作業指示:
1. 以下の書籍紹介文のうち、「岩波ジュニア新書というのは、」から「描かれた白地図のようなもの。」までの部分を、末尾の語句も含めて一字一句変えずに書き記してください。
2. 以下の書籍紹介文によると、紹介されている本の初版は何年に出されましたか。

抽出テキスト:
- - - - - - -

中山公男『絵の前に立って』岩波ジュニア新書
社会の授業で「白い地図に調べた事を書き込む」という学習をした事がありますか?
岩波ジュニア新書というのは、岩波新書の中高生向けバージョンなんだけど、別に大人が読んでも良いのです。
簡単な言葉で、要点を押さえて書かれているので、疲れたオッサンがユルユルと読むのにも適している。
もちろん、簡潔に書くという事は、端折ったり単純化したりしている部分も多いので、物足りなかったり、ハテナと思う所も多いのだけど、むしろ、そうやって疑問に思うことから勉強というのは始まるのでしょう。
そんな感じで、美術について勉強を始めたい時は、この本を手に取るのが良いかと思います。この本で取り上げられている画家、作品は、日本で人気のあるものばかりで、日本語の書籍などの資料も豊富で、そもそも日本の美術館で見られるものばかりです。巻末にも、取り上げられている芸術家の時代背景、見ることができる美術館についての簡単なガイドがあります。
初版が1980年なので、情報が古かったりしますが、その辺を確認していくのも、また楽しい。
しかし基本的に、この本に書かれている事に、ほぼ間違いはありません。ごく基礎的な事だけだからです。例えるなら、国の輪郭だけ描かれた白地図のようなもの。
白地図に描き込みをしていくように、この本に書かれていない事を埋めていきましょう。
参考までに、以下に自分の書き込みを上げてみます。
ミレー。
この本は、近代絵画を扱っています。
近代絵画は、画家が自分の生きている時代に、自分が目にしている光景を描くところから始まりました。
それまでは人々の思考の基盤は、宗教や歴史などであったのが、同時代の現実と向き合うようになったのが近代。

- - - - - - -

提供データ:
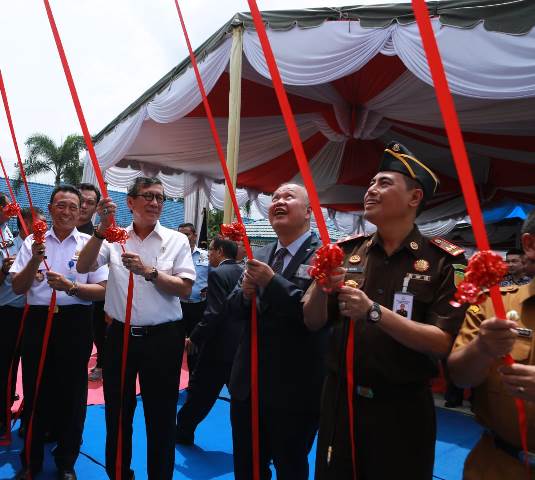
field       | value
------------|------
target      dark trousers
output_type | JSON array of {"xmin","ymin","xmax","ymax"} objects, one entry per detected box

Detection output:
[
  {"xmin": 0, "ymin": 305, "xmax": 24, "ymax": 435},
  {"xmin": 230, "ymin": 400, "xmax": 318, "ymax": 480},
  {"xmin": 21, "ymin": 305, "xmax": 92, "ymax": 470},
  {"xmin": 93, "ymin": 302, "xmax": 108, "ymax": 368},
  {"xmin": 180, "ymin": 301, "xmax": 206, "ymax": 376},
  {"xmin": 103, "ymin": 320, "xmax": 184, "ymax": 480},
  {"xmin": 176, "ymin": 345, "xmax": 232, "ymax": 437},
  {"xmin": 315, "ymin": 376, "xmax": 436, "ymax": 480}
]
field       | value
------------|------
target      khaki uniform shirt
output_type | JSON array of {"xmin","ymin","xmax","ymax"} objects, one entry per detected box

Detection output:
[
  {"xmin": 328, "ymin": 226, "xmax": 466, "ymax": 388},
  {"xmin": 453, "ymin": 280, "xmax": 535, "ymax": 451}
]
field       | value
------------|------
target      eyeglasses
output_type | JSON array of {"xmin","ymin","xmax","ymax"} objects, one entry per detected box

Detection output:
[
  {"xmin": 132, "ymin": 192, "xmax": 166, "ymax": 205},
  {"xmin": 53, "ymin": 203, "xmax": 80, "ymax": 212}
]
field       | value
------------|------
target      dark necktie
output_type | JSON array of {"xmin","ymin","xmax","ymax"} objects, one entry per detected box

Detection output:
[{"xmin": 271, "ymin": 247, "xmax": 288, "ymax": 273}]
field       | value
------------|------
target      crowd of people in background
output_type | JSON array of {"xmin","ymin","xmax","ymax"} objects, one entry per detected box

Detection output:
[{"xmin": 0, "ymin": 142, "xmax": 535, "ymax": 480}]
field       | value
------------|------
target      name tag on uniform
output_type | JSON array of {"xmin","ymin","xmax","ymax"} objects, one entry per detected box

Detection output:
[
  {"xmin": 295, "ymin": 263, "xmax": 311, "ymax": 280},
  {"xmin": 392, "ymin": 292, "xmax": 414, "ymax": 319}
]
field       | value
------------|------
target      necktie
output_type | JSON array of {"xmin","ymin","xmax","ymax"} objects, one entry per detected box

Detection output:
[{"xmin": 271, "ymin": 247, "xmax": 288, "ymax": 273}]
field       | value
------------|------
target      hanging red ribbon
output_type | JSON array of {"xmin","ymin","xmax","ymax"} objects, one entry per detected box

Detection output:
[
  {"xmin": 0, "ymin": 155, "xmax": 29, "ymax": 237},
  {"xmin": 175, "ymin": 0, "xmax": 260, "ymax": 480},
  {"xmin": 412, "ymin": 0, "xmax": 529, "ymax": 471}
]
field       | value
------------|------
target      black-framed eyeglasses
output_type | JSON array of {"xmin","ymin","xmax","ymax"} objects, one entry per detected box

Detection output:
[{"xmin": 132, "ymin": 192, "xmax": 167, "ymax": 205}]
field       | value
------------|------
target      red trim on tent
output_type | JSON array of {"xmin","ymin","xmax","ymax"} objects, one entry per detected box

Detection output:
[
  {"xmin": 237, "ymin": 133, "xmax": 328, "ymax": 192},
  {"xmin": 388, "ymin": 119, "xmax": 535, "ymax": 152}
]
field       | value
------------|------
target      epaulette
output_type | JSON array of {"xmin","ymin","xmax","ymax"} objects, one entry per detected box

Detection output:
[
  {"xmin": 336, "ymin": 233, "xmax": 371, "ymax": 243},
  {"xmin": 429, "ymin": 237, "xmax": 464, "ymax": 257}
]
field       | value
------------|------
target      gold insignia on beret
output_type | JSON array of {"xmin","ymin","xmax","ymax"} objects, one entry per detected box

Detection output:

- - - - - - -

出力結果一覧:
1.
岩波ジュニア新書というのは、岩波新書の中高生向けバージョンなんだけど、別に大人が読んでも良いのです。
簡単な言葉で、要点を押さえて書かれているので、疲れたオッサンがユルユルと読むのにも適している。
もちろん、簡潔に書くという事は、端折ったり単純化したりしている部分も多いので、物足りなかったり、ハテナと思う所も多いのだけど、むしろ、そうやって疑問に思うことから勉強というのは始まるのでしょう。
そんな感じで、美術について勉強を始めたい時は、この本を手に取るのが良いかと思います。この本で取り上げられている画家、作品は、日本で人気のあるものばかりで、日本語の書籍などの資料も豊富で、そもそも日本の美術館で見られるものばかりです。巻末にも、取り上げられている芸術家の時代背景、見ることができる美術館についての簡単なガイドがあります。
初版が1980年なので、情報が古かったりしますが、その辺を確認していくのも、また楽しい。
しかし基本的に、この本に書かれている事に、ほぼ間違いはありません。ごく基礎的な事だけだからです。例えるなら、国の輪郭だけ描かれた白地図のようなもの。

2. 1980年です。